→ **TASK DETAILS**
The data shown below should all be retyped exactly.

Region pointing data
━━━━━━
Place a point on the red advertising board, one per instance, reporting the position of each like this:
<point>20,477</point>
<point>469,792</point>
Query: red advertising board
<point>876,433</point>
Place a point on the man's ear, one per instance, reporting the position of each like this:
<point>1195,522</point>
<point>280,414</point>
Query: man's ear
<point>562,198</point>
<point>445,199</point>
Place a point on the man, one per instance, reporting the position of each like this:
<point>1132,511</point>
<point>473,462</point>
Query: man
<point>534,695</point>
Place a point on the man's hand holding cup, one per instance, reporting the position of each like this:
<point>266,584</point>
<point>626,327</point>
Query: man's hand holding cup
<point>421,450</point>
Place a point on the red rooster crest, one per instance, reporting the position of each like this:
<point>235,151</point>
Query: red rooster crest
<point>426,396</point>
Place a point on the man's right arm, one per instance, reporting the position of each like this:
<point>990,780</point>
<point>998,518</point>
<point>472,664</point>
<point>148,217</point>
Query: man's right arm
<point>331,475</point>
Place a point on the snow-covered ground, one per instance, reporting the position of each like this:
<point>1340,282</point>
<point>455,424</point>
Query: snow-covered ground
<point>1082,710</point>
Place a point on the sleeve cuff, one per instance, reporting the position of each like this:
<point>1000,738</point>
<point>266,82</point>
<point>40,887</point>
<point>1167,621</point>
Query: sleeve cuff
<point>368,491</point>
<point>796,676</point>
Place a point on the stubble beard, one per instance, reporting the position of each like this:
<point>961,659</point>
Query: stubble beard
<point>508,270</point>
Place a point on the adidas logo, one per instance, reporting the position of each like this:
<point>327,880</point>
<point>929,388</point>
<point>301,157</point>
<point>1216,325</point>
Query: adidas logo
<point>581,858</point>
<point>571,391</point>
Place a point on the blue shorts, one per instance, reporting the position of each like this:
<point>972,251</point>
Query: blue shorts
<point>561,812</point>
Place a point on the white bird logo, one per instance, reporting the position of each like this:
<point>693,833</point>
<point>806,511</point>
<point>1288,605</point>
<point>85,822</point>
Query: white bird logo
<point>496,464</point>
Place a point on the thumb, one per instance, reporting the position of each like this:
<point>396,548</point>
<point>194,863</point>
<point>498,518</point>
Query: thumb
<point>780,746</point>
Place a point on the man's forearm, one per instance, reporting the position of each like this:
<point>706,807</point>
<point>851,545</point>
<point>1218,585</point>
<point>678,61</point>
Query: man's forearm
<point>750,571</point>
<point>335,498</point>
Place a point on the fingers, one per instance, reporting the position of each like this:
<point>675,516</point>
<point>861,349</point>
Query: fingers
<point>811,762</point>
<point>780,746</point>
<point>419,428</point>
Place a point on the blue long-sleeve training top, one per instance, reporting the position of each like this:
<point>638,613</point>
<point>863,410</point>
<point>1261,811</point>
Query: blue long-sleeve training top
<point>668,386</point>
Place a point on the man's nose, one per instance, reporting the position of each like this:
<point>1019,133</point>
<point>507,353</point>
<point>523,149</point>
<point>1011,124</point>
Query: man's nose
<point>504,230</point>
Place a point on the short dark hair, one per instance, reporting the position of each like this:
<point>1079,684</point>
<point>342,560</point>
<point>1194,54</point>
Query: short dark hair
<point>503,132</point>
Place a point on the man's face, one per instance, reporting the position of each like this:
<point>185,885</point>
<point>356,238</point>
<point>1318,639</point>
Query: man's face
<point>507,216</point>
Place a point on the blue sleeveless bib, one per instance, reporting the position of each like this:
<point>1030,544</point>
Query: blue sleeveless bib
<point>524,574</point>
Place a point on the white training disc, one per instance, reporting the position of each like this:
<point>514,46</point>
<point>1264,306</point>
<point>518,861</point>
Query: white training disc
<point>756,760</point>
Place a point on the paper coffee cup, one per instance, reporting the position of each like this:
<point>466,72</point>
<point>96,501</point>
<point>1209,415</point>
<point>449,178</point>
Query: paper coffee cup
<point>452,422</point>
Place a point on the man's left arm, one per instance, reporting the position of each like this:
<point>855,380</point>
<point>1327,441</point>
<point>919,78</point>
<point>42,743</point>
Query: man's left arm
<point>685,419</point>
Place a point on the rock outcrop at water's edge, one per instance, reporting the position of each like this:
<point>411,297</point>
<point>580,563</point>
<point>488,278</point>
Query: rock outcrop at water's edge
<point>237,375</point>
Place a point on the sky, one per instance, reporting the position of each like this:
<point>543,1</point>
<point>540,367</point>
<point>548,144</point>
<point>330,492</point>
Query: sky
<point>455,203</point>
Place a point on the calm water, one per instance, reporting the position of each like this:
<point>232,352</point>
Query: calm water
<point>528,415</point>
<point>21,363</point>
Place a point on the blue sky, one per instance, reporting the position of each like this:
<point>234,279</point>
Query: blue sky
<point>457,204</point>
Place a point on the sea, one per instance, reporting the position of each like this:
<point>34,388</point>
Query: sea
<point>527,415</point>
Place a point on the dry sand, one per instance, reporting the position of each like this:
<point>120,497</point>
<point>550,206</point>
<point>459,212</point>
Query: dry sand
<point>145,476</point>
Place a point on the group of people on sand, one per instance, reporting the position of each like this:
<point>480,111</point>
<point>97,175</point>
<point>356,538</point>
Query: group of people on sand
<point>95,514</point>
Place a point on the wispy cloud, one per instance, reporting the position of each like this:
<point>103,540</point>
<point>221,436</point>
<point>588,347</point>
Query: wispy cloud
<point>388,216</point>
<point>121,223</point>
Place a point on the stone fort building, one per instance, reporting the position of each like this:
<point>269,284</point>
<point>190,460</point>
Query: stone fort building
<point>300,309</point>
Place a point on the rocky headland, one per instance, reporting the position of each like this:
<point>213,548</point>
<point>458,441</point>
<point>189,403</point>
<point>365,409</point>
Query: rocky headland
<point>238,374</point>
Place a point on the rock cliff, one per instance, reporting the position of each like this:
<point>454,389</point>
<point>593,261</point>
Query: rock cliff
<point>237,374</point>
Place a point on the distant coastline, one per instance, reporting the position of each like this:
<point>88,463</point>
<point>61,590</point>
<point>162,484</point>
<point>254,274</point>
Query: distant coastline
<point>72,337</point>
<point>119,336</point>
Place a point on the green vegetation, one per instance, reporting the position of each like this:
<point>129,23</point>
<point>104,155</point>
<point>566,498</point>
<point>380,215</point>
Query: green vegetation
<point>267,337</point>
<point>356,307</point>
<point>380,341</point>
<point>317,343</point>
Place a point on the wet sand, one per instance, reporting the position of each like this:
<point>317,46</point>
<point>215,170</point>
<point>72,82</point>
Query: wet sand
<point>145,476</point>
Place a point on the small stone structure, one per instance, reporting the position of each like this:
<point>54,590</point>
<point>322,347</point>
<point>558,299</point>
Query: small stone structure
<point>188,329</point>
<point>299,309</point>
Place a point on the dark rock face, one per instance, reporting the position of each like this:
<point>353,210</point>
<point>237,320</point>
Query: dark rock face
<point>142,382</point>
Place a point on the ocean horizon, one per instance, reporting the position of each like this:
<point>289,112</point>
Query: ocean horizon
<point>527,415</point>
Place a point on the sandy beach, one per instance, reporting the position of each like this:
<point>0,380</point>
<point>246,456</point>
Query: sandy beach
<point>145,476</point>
━━━━━━
→ **OUTPUT FOR THIS TASK**
Place a point on the red advertising board, one per instance, reporting the position of each like this:
<point>20,477</point>
<point>469,792</point>
Query: red advertising board
<point>876,433</point>
Place a point on the man's ear, one per instance, reporting the position of each like this:
<point>1195,522</point>
<point>280,414</point>
Query: man's ear
<point>562,198</point>
<point>445,199</point>
Place a point on the man, one per instance, reporting the position of each like this:
<point>1132,511</point>
<point>473,462</point>
Query: man
<point>534,695</point>
Place a point on the man's hand holding cup, one per instance, reporting the position of each like this:
<point>266,584</point>
<point>626,327</point>
Query: man's hand holding cup
<point>421,450</point>
Place a point on the red rooster crest, one per instance, reporting the position of each like this:
<point>235,151</point>
Query: red rooster crest
<point>426,396</point>
Place a point on the man's right arm, one per instance, reporting the position of each like this:
<point>990,780</point>
<point>998,518</point>
<point>472,664</point>
<point>148,217</point>
Query: man's right arm
<point>331,475</point>
Place a point on the snow-covered ground, one per instance, reporting the position of each like this:
<point>1340,282</point>
<point>455,424</point>
Query: snow-covered ground
<point>1082,710</point>
Place a point on the sleeve cuff, one per instance, reporting the position of each like this:
<point>1000,738</point>
<point>266,82</point>
<point>40,887</point>
<point>1167,621</point>
Query: sleeve cuff
<point>368,491</point>
<point>796,676</point>
Place a point on the stubble beard, one per instance, reporting the position of each like this:
<point>961,659</point>
Query: stubble beard
<point>508,270</point>
Place a point on the adidas logo, one per instance, reporting the position of each like this:
<point>327,880</point>
<point>929,388</point>
<point>301,157</point>
<point>1216,325</point>
Query: adidas logo
<point>581,858</point>
<point>571,391</point>
Place a point on the blue shorts, one per instance, reporting the position of each like this:
<point>972,251</point>
Query: blue shorts
<point>561,812</point>
Place a point on the white bird logo, one per instance, reporting the position of each like this:
<point>693,833</point>
<point>806,511</point>
<point>1288,605</point>
<point>85,822</point>
Query: white bird logo
<point>496,464</point>
Place a point on the thumb, one per instance, reporting the position of each like this:
<point>396,548</point>
<point>194,863</point>
<point>498,518</point>
Query: thumb
<point>780,746</point>
Place a point on the man's forearm, one per instance, reporting the position of each like this:
<point>706,807</point>
<point>851,545</point>
<point>1218,585</point>
<point>678,61</point>
Query: man's forearm
<point>750,571</point>
<point>335,498</point>
Place a point on the fingers, one per instance, reporting the position of each like this:
<point>675,516</point>
<point>861,349</point>
Query: fingers
<point>811,762</point>
<point>780,746</point>
<point>419,428</point>
Place a point on the blue long-sleeve training top, one per instance, reporting the position of each like this:
<point>638,613</point>
<point>863,410</point>
<point>1261,811</point>
Query: blue long-sleeve training top
<point>668,386</point>
Place a point on the man's nose, one per instance, reporting the position of each like this:
<point>1019,133</point>
<point>507,353</point>
<point>523,149</point>
<point>1011,124</point>
Query: man's nose
<point>504,230</point>
Place a point on the short dark hair, one per instance, reporting the position of each like this:
<point>1079,684</point>
<point>342,560</point>
<point>1194,54</point>
Query: short dark hair
<point>503,132</point>
Place a point on the man's face, one per instance, reporting the position of each like this:
<point>185,885</point>
<point>356,238</point>
<point>1318,639</point>
Query: man's face
<point>507,216</point>
Place a point on the blue sleeveless bib, one per instance, reporting the position of each like this:
<point>1030,544</point>
Query: blue sleeveless bib
<point>524,574</point>
Place a point on the white training disc, one per instance, reporting the position of each like this:
<point>514,46</point>
<point>1264,306</point>
<point>518,861</point>
Query: white training disc
<point>756,760</point>
Place a point on the paper coffee cup, one per instance, reporting the position of each like this:
<point>466,72</point>
<point>96,501</point>
<point>1209,415</point>
<point>449,178</point>
Query: paper coffee cup
<point>452,422</point>
Place a point on the man's left arm, one per instance, reporting the position of each like this:
<point>855,380</point>
<point>1327,441</point>
<point>919,78</point>
<point>42,743</point>
Query: man's left arm
<point>685,419</point>
Place a point on the rock outcrop at water's edge, one per instance, reporting the position of each like this:
<point>411,297</point>
<point>580,563</point>
<point>488,278</point>
Query: rock outcrop at water's edge
<point>237,375</point>
Place a point on the sky, one per instance, reporting the position of each like this:
<point>543,1</point>
<point>540,367</point>
<point>548,144</point>
<point>330,492</point>
Query: sky
<point>455,203</point>
Place a point on the calm water, one per instance, reporting the position of each like this:
<point>232,352</point>
Query: calm water
<point>528,415</point>
<point>21,363</point>
Place a point on the blue sky, one per instance, reporting the position of each like this:
<point>234,279</point>
Query: blue sky
<point>457,204</point>
Place a point on the sea, one per instance, reporting the position of each like this:
<point>34,388</point>
Query: sea
<point>527,415</point>
Place a point on the dry sand, one per instance, reporting the position of each like this:
<point>120,497</point>
<point>550,206</point>
<point>459,212</point>
Query: dry sand
<point>145,476</point>
Place a point on the group of people on sand, one per instance, reporting the position of each like this:
<point>480,111</point>
<point>97,175</point>
<point>356,538</point>
Query: group of people on sand
<point>95,514</point>
Place a point on the wispy cloud, one per instance, reporting the position of each like this:
<point>103,540</point>
<point>221,436</point>
<point>588,347</point>
Query: wispy cloud
<point>388,216</point>
<point>121,223</point>
Place a point on the stone fort building, one per instance, reporting the position of each like this:
<point>269,284</point>
<point>190,460</point>
Query: stone fort building
<point>300,309</point>
Place a point on the rocky headland, one per instance, reporting the position of each like this:
<point>213,548</point>
<point>458,441</point>
<point>189,403</point>
<point>365,409</point>
Query: rocky headland
<point>238,374</point>
Place a point on the rock cliff, one per instance, reporting the position of each like this:
<point>454,389</point>
<point>593,261</point>
Query: rock cliff
<point>237,374</point>
Place a point on the distant coastline, one per instance, reporting the position of each like this:
<point>88,463</point>
<point>61,590</point>
<point>162,484</point>
<point>254,274</point>
Query: distant coastline
<point>72,337</point>
<point>119,336</point>
Place a point on the green vegetation, one per instance, reporting the position of each like this:
<point>129,23</point>
<point>104,155</point>
<point>566,498</point>
<point>380,215</point>
Query: green vegetation
<point>267,337</point>
<point>356,307</point>
<point>380,341</point>
<point>317,343</point>
Place a point on the wet sand, one per instance, reporting the position of each like this:
<point>317,46</point>
<point>215,170</point>
<point>72,82</point>
Query: wet sand
<point>145,476</point>
Place a point on the small stone structure, one per instance, reporting the position of each like this:
<point>54,590</point>
<point>322,347</point>
<point>558,299</point>
Query: small stone structure
<point>188,329</point>
<point>299,309</point>
Place a point on the dark rock face, one per instance, reporting the position of each like this:
<point>353,210</point>
<point>237,320</point>
Query: dark rock face
<point>142,382</point>
Place a point on the ocean horizon, one per instance, reporting the position of each like this:
<point>289,112</point>
Query: ocean horizon
<point>527,415</point>
Place a point on the sandy beach, one per instance, reporting the position of each like this:
<point>0,380</point>
<point>246,456</point>
Query: sandy beach
<point>145,476</point>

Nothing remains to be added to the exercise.